WHAT THE TASK ASKS =
Omit the pictures from the listing below and print every remaining entry verbatim.

SOURCE MATERIAL =

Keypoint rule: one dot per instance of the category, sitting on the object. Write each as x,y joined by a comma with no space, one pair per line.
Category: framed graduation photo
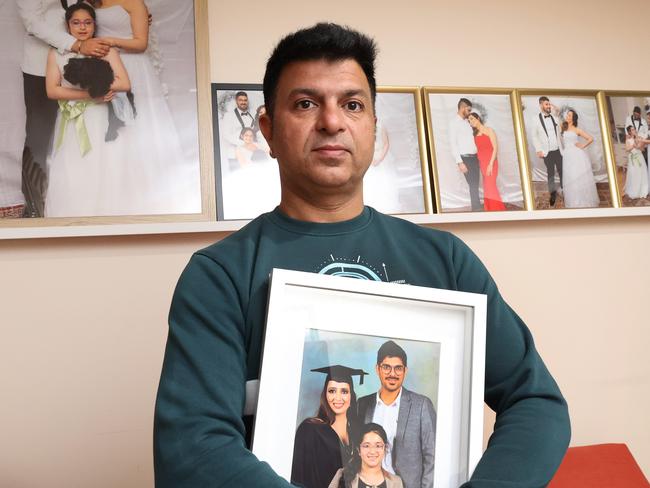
247,177
375,376
474,149
123,139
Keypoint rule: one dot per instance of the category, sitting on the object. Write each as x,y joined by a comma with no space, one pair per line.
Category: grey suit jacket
414,445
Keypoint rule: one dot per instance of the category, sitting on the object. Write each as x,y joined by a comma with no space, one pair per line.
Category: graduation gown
318,453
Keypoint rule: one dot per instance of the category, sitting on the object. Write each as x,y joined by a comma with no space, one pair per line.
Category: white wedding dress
579,185
78,184
636,181
155,176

EXERCISE RESPONSE =
Keypoint rule: one dot per instance of the category, sitting on the object. Write each as x,y joined by a comma with no space, one pair per line.
Category: framed graduation photo
247,177
375,376
474,149
123,139
Keypoint rule: one dot per instance of the category, sitting on the object. Write each as x,y joined by a comma with no space, one pair per line.
Category: grey suit jacket
414,445
Keypoint rule: one dot per instance of the category, sitting on the object. Write each as x,y joined by a comma with no space, one pair per line.
Category: graduation gown
318,453
Keypoint rule: one dot per instance of the category, sitting on the object. Write each as x,y joined by a comma with no space, one pair per line.
Category: white wedding dress
579,185
78,184
636,181
155,176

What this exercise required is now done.